• _What you need to do_
Pictures do not belong in the copy. Return all of the entries exactly.

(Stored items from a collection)
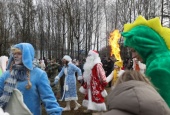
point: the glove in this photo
(52, 84)
(81, 81)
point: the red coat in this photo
(96, 88)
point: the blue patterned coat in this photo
(40, 90)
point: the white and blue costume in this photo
(70, 91)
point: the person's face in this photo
(116, 67)
(17, 57)
(136, 55)
(64, 61)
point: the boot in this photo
(67, 108)
(77, 105)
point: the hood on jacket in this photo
(27, 55)
(136, 98)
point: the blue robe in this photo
(70, 81)
(40, 90)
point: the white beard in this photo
(88, 68)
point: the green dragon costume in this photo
(152, 42)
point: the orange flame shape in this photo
(113, 42)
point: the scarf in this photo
(18, 73)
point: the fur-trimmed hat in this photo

• _Expected answer_
point: the glove in this photo
(52, 84)
(81, 81)
point: the red coat in this photo
(96, 88)
point: the blue patterned coat in this photo
(40, 90)
point: the white and blue costume in this photo
(70, 91)
point: the person's face in this photo
(116, 67)
(17, 57)
(136, 55)
(64, 61)
point: the boot in this photo
(67, 108)
(77, 105)
point: the hood on jacket in this photo
(27, 55)
(136, 98)
point: the blue robe in this photo
(70, 81)
(40, 90)
point: the white beard in this photo
(88, 68)
point: the green dragon costume in this photo
(152, 42)
point: the orange flame shape in this photo
(113, 42)
point: the scarf in this photo
(18, 73)
point: the fur-trimmed hat in this photo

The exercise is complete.